** Working data follows **

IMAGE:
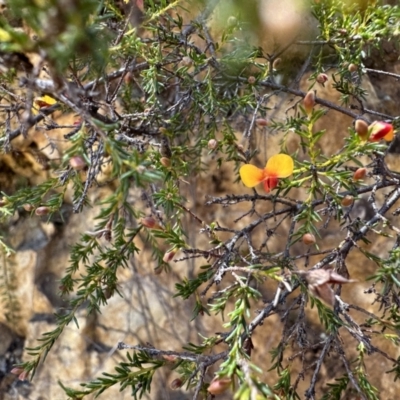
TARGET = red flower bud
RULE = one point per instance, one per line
(361, 128)
(28, 207)
(169, 357)
(276, 63)
(352, 67)
(309, 102)
(360, 174)
(176, 384)
(219, 385)
(149, 222)
(322, 78)
(212, 144)
(165, 162)
(261, 122)
(186, 61)
(381, 130)
(77, 163)
(43, 210)
(347, 201)
(308, 239)
(169, 256)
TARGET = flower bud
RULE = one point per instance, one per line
(22, 374)
(170, 357)
(186, 61)
(219, 385)
(43, 210)
(309, 102)
(322, 78)
(128, 78)
(232, 21)
(28, 207)
(149, 222)
(169, 256)
(276, 63)
(360, 174)
(212, 144)
(308, 239)
(77, 163)
(361, 128)
(352, 67)
(381, 130)
(347, 201)
(176, 384)
(261, 122)
(165, 162)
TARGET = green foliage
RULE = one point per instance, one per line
(154, 104)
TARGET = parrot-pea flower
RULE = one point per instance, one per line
(42, 102)
(278, 166)
(381, 130)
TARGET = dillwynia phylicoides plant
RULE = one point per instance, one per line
(154, 90)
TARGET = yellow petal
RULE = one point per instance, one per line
(251, 175)
(279, 165)
(390, 136)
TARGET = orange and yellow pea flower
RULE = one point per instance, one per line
(381, 130)
(41, 102)
(278, 166)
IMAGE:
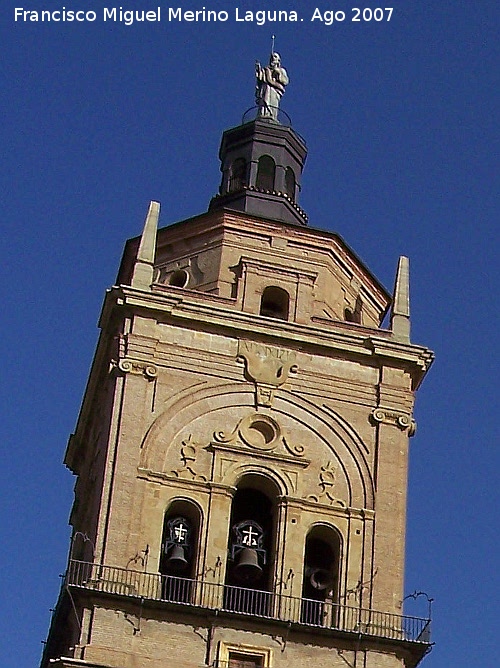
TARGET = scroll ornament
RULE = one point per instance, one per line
(396, 418)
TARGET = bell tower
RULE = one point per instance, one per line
(241, 452)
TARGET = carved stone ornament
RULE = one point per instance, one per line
(326, 485)
(188, 457)
(260, 432)
(139, 367)
(395, 418)
(268, 367)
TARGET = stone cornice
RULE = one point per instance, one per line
(200, 311)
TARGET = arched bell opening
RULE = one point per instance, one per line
(252, 530)
(179, 550)
(238, 175)
(321, 577)
(266, 173)
(290, 183)
(275, 303)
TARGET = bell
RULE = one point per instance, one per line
(248, 567)
(177, 561)
(320, 579)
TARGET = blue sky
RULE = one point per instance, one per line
(401, 121)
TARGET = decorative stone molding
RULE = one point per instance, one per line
(268, 367)
(395, 418)
(260, 432)
(188, 458)
(138, 367)
(327, 483)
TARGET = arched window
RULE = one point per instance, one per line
(179, 278)
(321, 577)
(275, 303)
(355, 315)
(266, 170)
(252, 531)
(179, 550)
(290, 183)
(238, 175)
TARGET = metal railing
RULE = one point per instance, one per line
(243, 601)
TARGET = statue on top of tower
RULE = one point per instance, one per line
(270, 86)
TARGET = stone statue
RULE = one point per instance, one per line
(271, 82)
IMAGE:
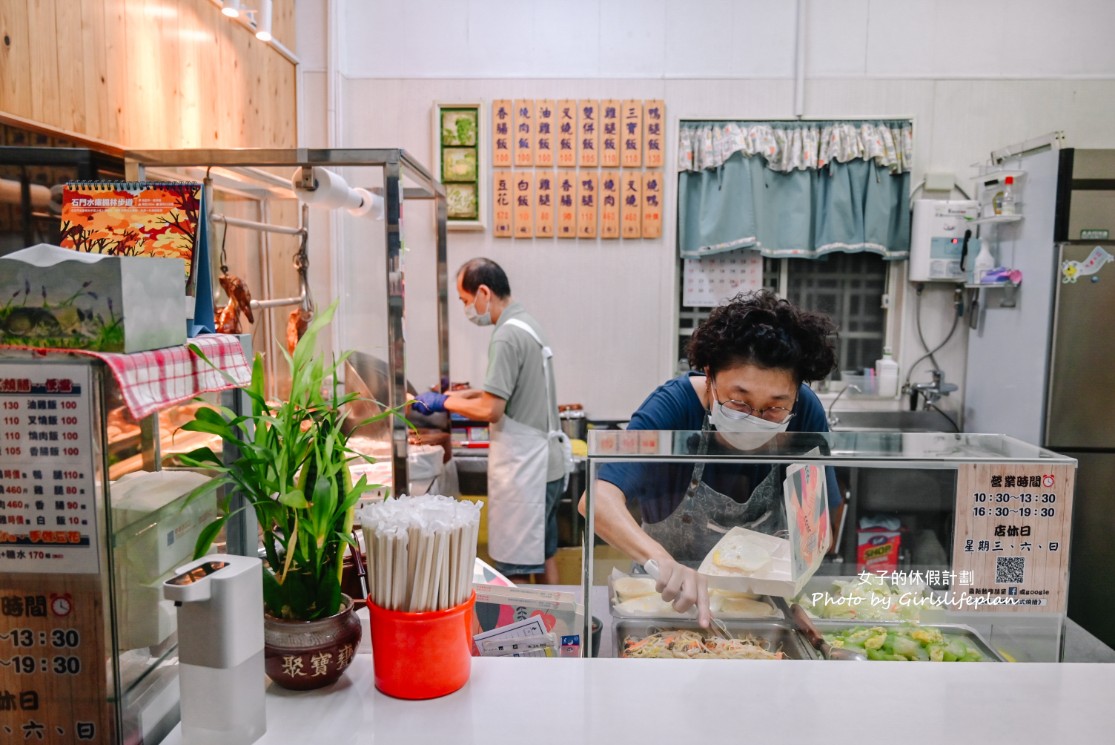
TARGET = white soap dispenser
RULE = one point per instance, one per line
(983, 263)
(886, 375)
(220, 600)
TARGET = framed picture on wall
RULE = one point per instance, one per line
(459, 164)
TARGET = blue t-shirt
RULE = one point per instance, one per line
(659, 487)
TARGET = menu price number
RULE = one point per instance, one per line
(57, 638)
(57, 665)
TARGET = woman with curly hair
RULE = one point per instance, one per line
(752, 363)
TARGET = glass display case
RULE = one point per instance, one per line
(958, 534)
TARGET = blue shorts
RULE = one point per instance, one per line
(553, 497)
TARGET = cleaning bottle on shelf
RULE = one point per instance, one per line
(1007, 197)
(983, 263)
(886, 375)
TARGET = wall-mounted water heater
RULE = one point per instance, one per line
(941, 244)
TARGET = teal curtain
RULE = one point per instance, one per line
(794, 189)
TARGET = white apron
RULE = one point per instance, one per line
(517, 460)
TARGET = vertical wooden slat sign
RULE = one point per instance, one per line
(544, 204)
(655, 124)
(544, 133)
(566, 134)
(610, 133)
(524, 133)
(501, 203)
(609, 204)
(587, 204)
(587, 143)
(631, 134)
(502, 124)
(631, 212)
(566, 210)
(523, 184)
(652, 204)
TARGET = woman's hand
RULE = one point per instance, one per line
(684, 588)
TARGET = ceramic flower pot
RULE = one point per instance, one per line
(304, 655)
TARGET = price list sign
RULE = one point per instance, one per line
(1011, 535)
(52, 681)
(47, 476)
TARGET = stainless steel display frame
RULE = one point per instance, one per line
(397, 165)
(1041, 635)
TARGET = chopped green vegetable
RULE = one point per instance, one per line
(908, 644)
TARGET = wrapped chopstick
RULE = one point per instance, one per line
(420, 551)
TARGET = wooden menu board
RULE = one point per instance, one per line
(610, 204)
(1011, 537)
(652, 204)
(589, 135)
(566, 207)
(523, 185)
(565, 118)
(502, 125)
(631, 210)
(544, 204)
(631, 134)
(587, 205)
(524, 133)
(655, 125)
(610, 133)
(502, 203)
(544, 133)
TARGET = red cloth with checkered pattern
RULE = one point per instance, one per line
(152, 380)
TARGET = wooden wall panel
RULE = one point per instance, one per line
(147, 74)
(16, 80)
(42, 60)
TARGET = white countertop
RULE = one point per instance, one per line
(639, 702)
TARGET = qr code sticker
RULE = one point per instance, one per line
(1009, 570)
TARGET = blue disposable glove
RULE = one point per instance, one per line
(429, 403)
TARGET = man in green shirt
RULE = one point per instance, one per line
(525, 464)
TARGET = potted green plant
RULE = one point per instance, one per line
(292, 470)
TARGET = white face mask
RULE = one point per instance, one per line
(717, 417)
(478, 319)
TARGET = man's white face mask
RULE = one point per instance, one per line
(477, 318)
(748, 424)
(728, 422)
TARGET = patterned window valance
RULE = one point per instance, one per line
(787, 146)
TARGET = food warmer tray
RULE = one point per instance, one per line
(777, 635)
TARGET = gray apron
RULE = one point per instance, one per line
(704, 514)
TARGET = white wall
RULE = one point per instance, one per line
(975, 76)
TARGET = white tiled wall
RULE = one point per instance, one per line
(608, 306)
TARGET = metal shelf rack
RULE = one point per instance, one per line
(397, 166)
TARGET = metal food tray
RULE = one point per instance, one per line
(674, 616)
(949, 629)
(777, 635)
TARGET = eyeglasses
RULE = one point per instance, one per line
(735, 409)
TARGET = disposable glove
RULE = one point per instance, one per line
(429, 403)
(682, 587)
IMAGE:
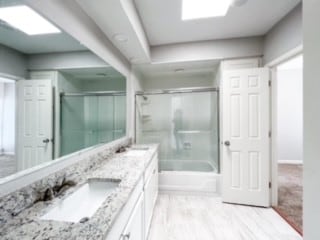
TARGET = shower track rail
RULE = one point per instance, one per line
(177, 90)
(98, 93)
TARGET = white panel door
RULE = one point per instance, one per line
(35, 122)
(245, 137)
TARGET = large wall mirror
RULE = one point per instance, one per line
(56, 97)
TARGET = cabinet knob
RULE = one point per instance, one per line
(125, 236)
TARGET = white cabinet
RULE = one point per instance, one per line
(134, 228)
(133, 222)
(150, 193)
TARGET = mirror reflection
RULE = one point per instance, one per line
(56, 97)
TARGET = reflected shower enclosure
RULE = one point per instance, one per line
(88, 119)
(185, 123)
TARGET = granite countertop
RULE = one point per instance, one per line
(128, 169)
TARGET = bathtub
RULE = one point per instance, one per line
(189, 177)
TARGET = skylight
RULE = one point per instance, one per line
(194, 9)
(27, 20)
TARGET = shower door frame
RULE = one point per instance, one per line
(178, 91)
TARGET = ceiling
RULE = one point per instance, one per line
(47, 43)
(93, 73)
(163, 25)
(292, 64)
(178, 69)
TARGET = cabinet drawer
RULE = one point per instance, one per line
(134, 228)
(151, 168)
(150, 197)
(122, 220)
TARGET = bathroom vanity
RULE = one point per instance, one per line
(126, 188)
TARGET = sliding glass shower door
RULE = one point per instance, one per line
(185, 125)
(87, 120)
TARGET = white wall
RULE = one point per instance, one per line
(70, 17)
(289, 114)
(311, 124)
(12, 62)
(65, 60)
(284, 36)
(167, 81)
(7, 115)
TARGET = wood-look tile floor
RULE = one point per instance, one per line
(179, 217)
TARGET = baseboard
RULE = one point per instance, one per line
(290, 162)
(191, 193)
(7, 153)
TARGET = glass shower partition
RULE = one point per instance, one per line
(88, 119)
(185, 123)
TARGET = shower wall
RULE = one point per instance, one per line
(185, 125)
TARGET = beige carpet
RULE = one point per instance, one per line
(290, 194)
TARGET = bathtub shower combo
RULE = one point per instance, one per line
(186, 124)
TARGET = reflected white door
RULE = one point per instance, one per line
(245, 136)
(35, 122)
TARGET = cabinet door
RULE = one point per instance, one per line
(151, 194)
(134, 228)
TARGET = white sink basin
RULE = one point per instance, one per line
(136, 153)
(83, 203)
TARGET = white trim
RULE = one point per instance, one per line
(274, 128)
(274, 139)
(23, 178)
(293, 52)
(8, 153)
(289, 161)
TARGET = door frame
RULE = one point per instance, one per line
(274, 126)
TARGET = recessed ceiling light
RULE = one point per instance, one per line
(120, 38)
(27, 20)
(135, 60)
(239, 3)
(194, 9)
(101, 74)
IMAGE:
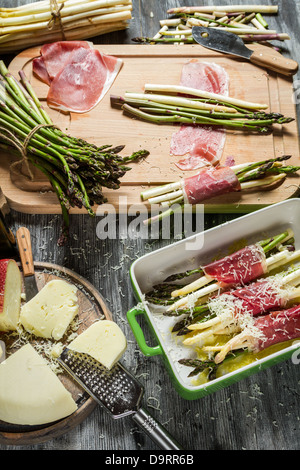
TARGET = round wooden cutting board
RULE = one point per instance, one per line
(91, 307)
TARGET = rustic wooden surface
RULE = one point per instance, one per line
(148, 64)
(259, 413)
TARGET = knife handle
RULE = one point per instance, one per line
(277, 63)
(24, 243)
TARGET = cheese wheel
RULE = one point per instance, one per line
(51, 311)
(103, 340)
(30, 393)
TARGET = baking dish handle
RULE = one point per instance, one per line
(139, 335)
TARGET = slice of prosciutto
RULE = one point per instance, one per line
(257, 298)
(54, 56)
(277, 327)
(78, 75)
(210, 182)
(203, 144)
(241, 267)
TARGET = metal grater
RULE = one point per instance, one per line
(117, 391)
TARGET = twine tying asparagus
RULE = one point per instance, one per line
(56, 17)
(22, 147)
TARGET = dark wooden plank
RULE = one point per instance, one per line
(259, 413)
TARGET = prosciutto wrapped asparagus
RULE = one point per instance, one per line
(277, 327)
(218, 181)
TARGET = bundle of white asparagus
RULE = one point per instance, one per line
(55, 20)
(244, 20)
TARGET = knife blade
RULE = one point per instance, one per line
(2, 351)
(230, 43)
(24, 244)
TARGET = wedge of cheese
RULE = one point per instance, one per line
(103, 340)
(30, 393)
(51, 311)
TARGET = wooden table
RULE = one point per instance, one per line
(258, 413)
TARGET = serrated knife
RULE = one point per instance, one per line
(24, 244)
(229, 43)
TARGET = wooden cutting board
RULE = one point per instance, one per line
(91, 307)
(104, 125)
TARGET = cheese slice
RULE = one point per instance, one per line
(103, 340)
(51, 311)
(30, 393)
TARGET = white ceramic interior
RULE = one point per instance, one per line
(189, 253)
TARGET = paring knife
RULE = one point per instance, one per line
(230, 43)
(24, 244)
(2, 351)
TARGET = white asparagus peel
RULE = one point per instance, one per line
(158, 34)
(177, 101)
(228, 9)
(165, 197)
(160, 88)
(157, 191)
(248, 30)
(160, 190)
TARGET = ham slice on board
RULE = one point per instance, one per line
(203, 144)
(78, 75)
(210, 182)
(241, 267)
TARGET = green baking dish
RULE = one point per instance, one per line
(189, 253)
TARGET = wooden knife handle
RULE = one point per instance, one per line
(276, 63)
(24, 243)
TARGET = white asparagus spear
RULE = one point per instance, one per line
(228, 9)
(279, 259)
(227, 318)
(178, 101)
(202, 94)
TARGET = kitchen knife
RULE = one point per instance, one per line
(229, 43)
(2, 351)
(24, 244)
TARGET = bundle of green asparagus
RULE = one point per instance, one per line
(76, 169)
(167, 104)
(55, 20)
(244, 20)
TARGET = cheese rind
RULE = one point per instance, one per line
(30, 393)
(51, 311)
(103, 340)
(10, 295)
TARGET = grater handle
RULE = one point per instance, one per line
(155, 430)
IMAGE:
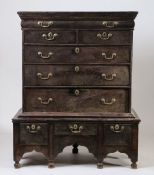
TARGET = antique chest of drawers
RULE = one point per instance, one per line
(76, 85)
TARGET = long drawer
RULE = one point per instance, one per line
(50, 37)
(78, 54)
(49, 75)
(76, 100)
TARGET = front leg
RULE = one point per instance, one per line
(17, 164)
(75, 148)
(51, 164)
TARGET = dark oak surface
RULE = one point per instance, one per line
(77, 73)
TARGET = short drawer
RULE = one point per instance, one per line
(50, 37)
(78, 54)
(49, 75)
(34, 133)
(50, 24)
(117, 134)
(105, 37)
(76, 100)
(75, 129)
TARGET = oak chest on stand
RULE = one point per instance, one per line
(77, 69)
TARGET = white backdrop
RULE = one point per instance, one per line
(143, 55)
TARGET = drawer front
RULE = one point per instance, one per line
(106, 37)
(117, 134)
(50, 37)
(75, 129)
(76, 100)
(40, 75)
(34, 133)
(102, 55)
(50, 24)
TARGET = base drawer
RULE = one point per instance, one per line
(75, 129)
(34, 133)
(117, 134)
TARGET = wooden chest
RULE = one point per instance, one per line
(77, 69)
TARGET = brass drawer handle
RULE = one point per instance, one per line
(77, 68)
(76, 129)
(113, 55)
(113, 100)
(76, 92)
(110, 24)
(45, 102)
(77, 50)
(40, 75)
(45, 24)
(109, 77)
(45, 57)
(117, 128)
(33, 128)
(104, 36)
(50, 36)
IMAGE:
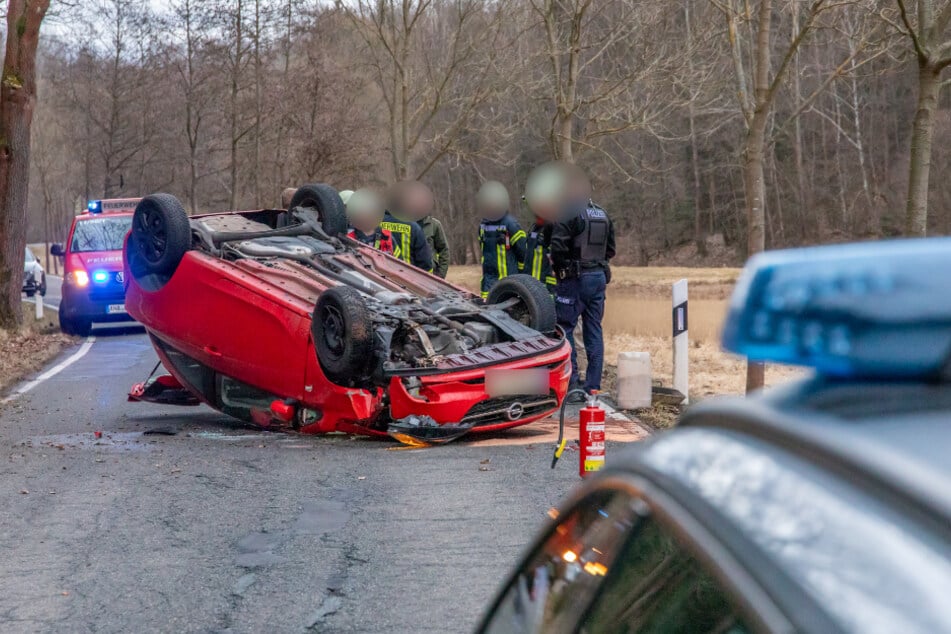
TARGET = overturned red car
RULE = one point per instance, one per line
(277, 318)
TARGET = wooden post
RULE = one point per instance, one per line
(681, 361)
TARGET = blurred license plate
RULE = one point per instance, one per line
(512, 382)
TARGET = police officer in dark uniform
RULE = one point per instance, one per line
(501, 238)
(581, 250)
(537, 261)
(410, 241)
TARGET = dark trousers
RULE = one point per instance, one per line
(583, 297)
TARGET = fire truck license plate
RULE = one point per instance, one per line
(515, 382)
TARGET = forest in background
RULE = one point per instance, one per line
(226, 102)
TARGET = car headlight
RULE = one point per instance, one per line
(78, 277)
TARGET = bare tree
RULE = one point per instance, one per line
(189, 19)
(757, 91)
(17, 101)
(928, 31)
(428, 57)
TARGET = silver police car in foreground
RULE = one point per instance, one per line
(822, 506)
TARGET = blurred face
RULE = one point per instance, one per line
(365, 211)
(557, 191)
(545, 192)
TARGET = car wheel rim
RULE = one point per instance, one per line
(334, 330)
(519, 312)
(151, 236)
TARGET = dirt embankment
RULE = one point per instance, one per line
(29, 349)
(638, 293)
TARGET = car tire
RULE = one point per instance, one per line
(536, 308)
(326, 205)
(343, 334)
(160, 235)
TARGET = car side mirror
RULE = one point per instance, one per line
(553, 587)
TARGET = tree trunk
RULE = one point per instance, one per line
(17, 100)
(698, 237)
(916, 213)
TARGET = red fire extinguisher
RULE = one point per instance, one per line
(591, 435)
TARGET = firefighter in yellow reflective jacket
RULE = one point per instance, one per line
(409, 239)
(500, 236)
(537, 262)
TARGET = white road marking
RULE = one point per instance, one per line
(56, 369)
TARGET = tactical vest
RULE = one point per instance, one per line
(591, 244)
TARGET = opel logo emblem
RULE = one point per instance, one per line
(515, 411)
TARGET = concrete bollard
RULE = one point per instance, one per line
(681, 343)
(634, 381)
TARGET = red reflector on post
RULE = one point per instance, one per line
(282, 411)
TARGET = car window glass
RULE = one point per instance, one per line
(869, 566)
(553, 590)
(656, 586)
(100, 234)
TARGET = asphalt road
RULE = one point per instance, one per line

** End of Working data **

Starting with the line that contains "TARGET = dillwynia phylicoides plant" and finishing with the line that contains "TARGET = blue sky", reproduce every line of the material above exactly, but not the pictures.

TARGET = dillwynia phylicoides plant
RULE = one point per instance, one per line
(154, 90)
TARGET = yellow petal
RULE = one point per instance, one per line
(251, 175)
(279, 165)
(390, 136)
TARGET = orange and yellow pea flower
RULE = one point per instance, one per line
(381, 130)
(41, 102)
(278, 166)
IMAGE:
TARGET = scroll ornament
RULE = one point per instance, one per line
(396, 418)
TARGET = bell tower
RULE = one point per instance, one per line
(241, 452)
TARGET = carved stone ornament
RULE = one point per instance, one per line
(326, 485)
(188, 457)
(260, 432)
(139, 367)
(395, 418)
(268, 367)
TARGET = stone cornice
RULE = one point per instance, one per line
(200, 311)
TARGET = arched bell opening
RULE = one point per instance, one per line
(252, 530)
(179, 550)
(238, 175)
(321, 577)
(266, 173)
(290, 183)
(275, 303)
TARGET = bell
RULE = one point per instance, one per line
(248, 567)
(177, 561)
(320, 579)
TARGET = blue sky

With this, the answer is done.